Supplied records
═══
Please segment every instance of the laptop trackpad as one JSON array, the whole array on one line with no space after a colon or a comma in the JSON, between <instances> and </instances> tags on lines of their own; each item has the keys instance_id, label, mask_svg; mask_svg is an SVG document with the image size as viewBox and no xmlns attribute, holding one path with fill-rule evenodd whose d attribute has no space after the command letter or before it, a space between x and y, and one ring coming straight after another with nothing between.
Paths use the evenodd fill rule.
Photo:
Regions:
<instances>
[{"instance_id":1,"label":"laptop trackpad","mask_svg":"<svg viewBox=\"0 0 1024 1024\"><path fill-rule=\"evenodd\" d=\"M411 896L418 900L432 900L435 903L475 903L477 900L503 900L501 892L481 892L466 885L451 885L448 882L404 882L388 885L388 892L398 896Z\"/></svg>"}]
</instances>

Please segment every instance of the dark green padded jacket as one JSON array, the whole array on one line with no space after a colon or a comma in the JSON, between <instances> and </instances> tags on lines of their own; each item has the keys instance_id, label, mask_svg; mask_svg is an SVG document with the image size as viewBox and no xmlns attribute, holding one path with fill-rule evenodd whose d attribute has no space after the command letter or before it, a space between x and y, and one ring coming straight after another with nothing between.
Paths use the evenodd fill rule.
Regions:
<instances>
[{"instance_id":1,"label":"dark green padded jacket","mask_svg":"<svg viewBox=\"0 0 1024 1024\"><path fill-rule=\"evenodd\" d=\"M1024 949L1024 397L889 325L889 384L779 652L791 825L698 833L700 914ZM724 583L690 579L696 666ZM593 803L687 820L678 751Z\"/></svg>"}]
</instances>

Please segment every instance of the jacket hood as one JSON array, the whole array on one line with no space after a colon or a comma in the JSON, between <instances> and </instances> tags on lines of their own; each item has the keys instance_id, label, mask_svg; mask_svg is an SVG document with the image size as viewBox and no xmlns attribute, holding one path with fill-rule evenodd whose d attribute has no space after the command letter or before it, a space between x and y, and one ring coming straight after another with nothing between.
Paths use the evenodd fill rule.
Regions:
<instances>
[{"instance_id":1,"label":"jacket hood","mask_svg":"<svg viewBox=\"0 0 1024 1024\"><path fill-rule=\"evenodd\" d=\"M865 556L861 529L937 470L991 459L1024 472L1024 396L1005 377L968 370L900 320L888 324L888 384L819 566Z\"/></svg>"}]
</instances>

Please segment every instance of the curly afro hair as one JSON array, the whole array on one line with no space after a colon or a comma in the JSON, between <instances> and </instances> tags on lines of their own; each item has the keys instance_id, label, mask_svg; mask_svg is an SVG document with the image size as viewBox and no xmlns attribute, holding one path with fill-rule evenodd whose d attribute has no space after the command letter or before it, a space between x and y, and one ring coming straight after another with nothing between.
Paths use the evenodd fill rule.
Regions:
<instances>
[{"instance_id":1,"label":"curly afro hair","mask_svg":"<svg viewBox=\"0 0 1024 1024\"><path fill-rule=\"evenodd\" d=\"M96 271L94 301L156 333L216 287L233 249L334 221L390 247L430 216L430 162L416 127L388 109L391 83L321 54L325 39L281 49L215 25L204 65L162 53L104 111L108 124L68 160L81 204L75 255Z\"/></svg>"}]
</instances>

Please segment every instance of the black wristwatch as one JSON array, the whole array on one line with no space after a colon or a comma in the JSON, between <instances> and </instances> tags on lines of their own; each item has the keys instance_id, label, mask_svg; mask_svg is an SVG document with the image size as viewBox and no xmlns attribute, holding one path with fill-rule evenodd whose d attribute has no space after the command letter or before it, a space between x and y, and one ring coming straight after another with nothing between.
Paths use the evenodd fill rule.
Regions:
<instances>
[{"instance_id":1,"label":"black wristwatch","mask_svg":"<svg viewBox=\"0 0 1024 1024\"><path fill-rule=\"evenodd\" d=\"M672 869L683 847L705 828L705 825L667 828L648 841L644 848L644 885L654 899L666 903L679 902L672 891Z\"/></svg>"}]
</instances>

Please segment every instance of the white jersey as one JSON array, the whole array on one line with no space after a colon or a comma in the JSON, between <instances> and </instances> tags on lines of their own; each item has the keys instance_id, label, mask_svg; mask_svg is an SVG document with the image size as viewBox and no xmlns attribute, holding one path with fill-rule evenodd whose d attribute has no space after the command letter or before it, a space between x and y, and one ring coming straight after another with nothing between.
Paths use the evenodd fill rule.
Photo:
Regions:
═══
Word for word, return all of the records.

Please segment every instance of the laptop trackpad as one JSON array, the whole array on one line with no space after a colon or a comma in the JSON, between <instances> and </instances> tags on lines of their own; each item has the keys instance_id, label, mask_svg; mask_svg is an SVG document with the image size as viewBox and no xmlns attribute, holding one path with fill-rule evenodd whose d attribute has no space after the command letter or before it, a space between x and y, and one ring coming straight after another with nothing between.
Paths use the evenodd fill rule.
Photo:
Regions:
<instances>
[{"instance_id":1,"label":"laptop trackpad","mask_svg":"<svg viewBox=\"0 0 1024 1024\"><path fill-rule=\"evenodd\" d=\"M411 896L418 900L432 900L435 903L475 903L477 900L503 900L501 892L481 892L466 885L451 885L448 882L404 882L388 885L388 892L398 896Z\"/></svg>"}]
</instances>

Please segment every instance of the dark green padded jacket as one JSON array, the whole array on one line with no space after a colon or a comma in the JSON, between <instances> and </instances> tags on lines of their own; each item has the keys instance_id, label, mask_svg; mask_svg is an SVG document with the image size as viewBox and no xmlns attribute, holding one path with fill-rule evenodd whose d attribute has no space after the command letter or before it, a space between x and y, and one ring coming straight after another with nothing between.
Paths use the evenodd fill rule.
Regions:
<instances>
[{"instance_id":1,"label":"dark green padded jacket","mask_svg":"<svg viewBox=\"0 0 1024 1024\"><path fill-rule=\"evenodd\" d=\"M1024 949L1024 397L889 325L889 384L779 652L791 825L698 833L700 914ZM724 583L690 579L696 666ZM593 803L687 820L678 751Z\"/></svg>"}]
</instances>

Please segment every instance of the jacket hood as one JSON array, the whole array on one line with no space after a colon or a comma in the JSON, between <instances> and </instances> tags on lines of their own; each item has the keys instance_id, label, mask_svg; mask_svg is an SVG document with the image size as viewBox and no xmlns attribute, holding one path with fill-rule evenodd whose d attribute has no space after the command letter or before it, a space between x and y, and one ring coming straight after another with nothing between.
Paths use the evenodd fill rule.
Regions:
<instances>
[{"instance_id":1,"label":"jacket hood","mask_svg":"<svg viewBox=\"0 0 1024 1024\"><path fill-rule=\"evenodd\" d=\"M865 556L861 529L937 470L991 459L1024 472L1024 396L1005 377L968 370L900 320L888 324L888 384L819 566Z\"/></svg>"}]
</instances>

Please segment every instance of the curly afro hair as one JSON array, the whole array on one line with no space after a colon or a comma in the JSON, between <instances> and </instances> tags on lines of their own; each item has the keys instance_id, label, mask_svg; mask_svg is an SVG document with the image size as viewBox and no xmlns attribute, holding one path with fill-rule evenodd whose d attribute has no space after the command letter or before it, a space between x and y, and one ring coming straight after another with nothing between.
Paths use the evenodd fill rule.
Regions:
<instances>
[{"instance_id":1,"label":"curly afro hair","mask_svg":"<svg viewBox=\"0 0 1024 1024\"><path fill-rule=\"evenodd\" d=\"M96 271L94 301L156 333L216 287L233 249L334 221L390 247L430 216L430 162L416 127L388 109L391 83L321 54L325 39L281 49L215 25L204 65L162 53L104 111L108 124L68 160L81 204L75 255Z\"/></svg>"}]
</instances>

Please segment every instance of the black wristwatch as one JSON array, the whole array on one line with no space after a colon or a comma in the JSON, between <instances> and </instances> tags on lines of their own; each item has the keys instance_id, label, mask_svg; mask_svg is an SVG document with the image size as viewBox and no xmlns attribute, holding one path with fill-rule evenodd whose d attribute has no space after the command letter or before it, a space between x and y, and one ring coming straight after another with nothing between.
Paths use the evenodd fill rule.
Regions:
<instances>
[{"instance_id":1,"label":"black wristwatch","mask_svg":"<svg viewBox=\"0 0 1024 1024\"><path fill-rule=\"evenodd\" d=\"M672 869L683 847L705 828L705 825L667 828L648 841L644 848L644 885L654 899L666 903L679 902L672 891Z\"/></svg>"}]
</instances>

Please segment every instance of the white jersey as one JSON array, the whole array on one line with no space after a colon or a comma in the JSON, between <instances> and </instances> tags on lines of their own; each item has the keys instance_id, label, mask_svg; mask_svg is an SVG document with the image size as viewBox and no xmlns attribute, holding one path with fill-rule evenodd whose d attribute has no space after the command letter or before it, a space between x and y, and one ring coming straight after another with nothing between.
Paths use the evenodd fill rule.
Photo:
Regions:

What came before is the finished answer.